## What you have to do:
Could you lift out every one of the records below and reproduce each word for word?
--------
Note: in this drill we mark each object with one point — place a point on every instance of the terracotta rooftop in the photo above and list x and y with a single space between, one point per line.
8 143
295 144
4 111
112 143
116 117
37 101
--------
## Response for this exercise:
Note: in this drill we mark each object with one point — place a point on every instance of the terracotta rooftop in the photo above and list x and y with a single space between, one point per line.
8 143
295 144
4 111
112 143
116 117
37 101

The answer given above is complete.